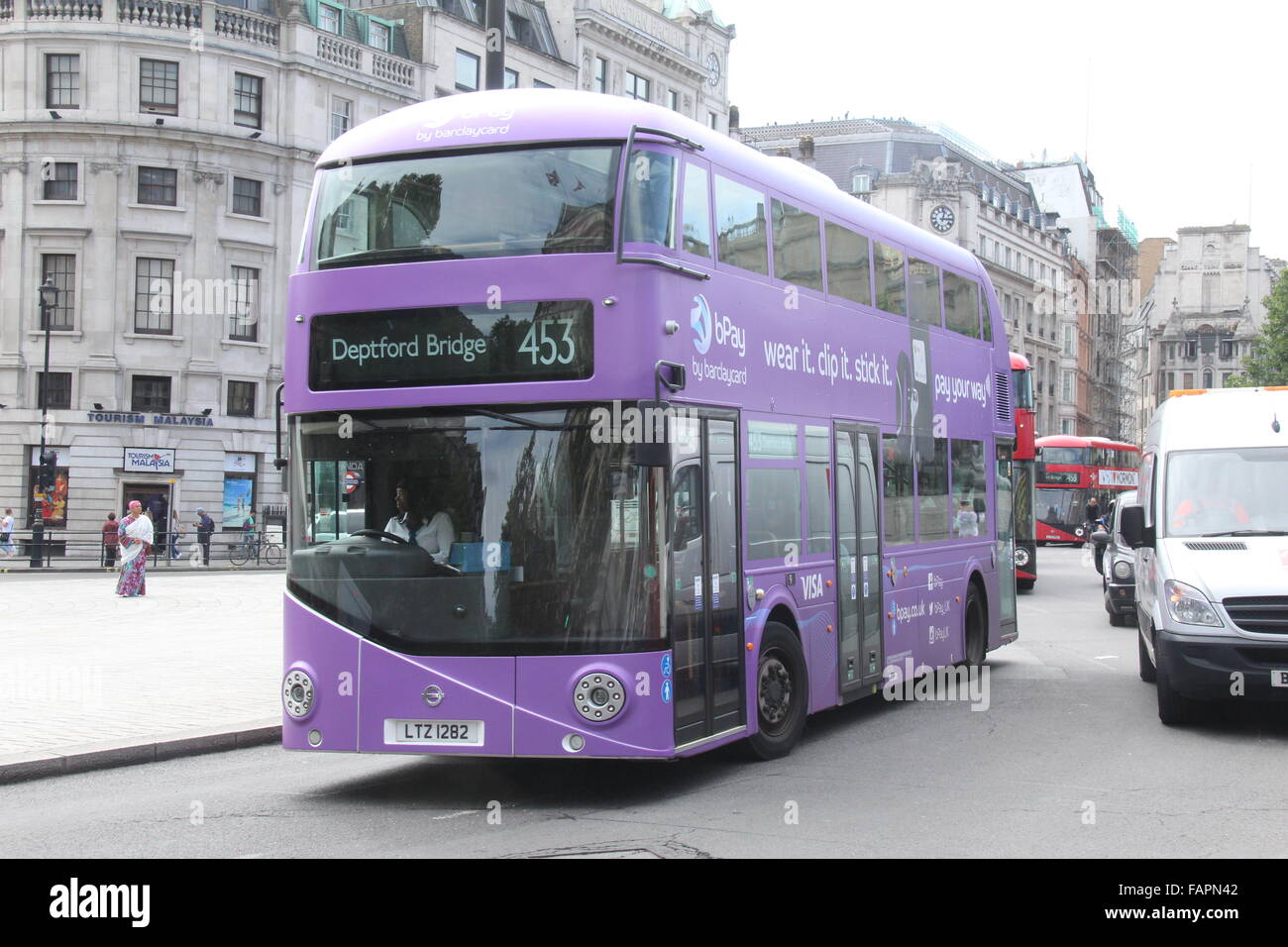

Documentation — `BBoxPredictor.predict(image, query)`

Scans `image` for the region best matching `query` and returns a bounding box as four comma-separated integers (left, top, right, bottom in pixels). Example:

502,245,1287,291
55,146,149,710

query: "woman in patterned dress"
◇ ◇ ◇ ◇ ◇
Recast the entries above as a Markdown table with the columns Row and Line, giving each non-blank line its own numbered row. Leave the picture out of the table.

● Written response:
| Row | Line |
|---|---|
| 1 | Documentation — `BBoxPredictor.predict(image, query)` |
| 2 | Scans `image` for the region best matching `query` and returns a bounding box as four comma-separated integers (left, top, right, bottom in pixels). Example: |
| 3 | 502,245,1287,291 |
| 4 | 55,146,149,710 |
| 5 | query: "woman in patterned dress" |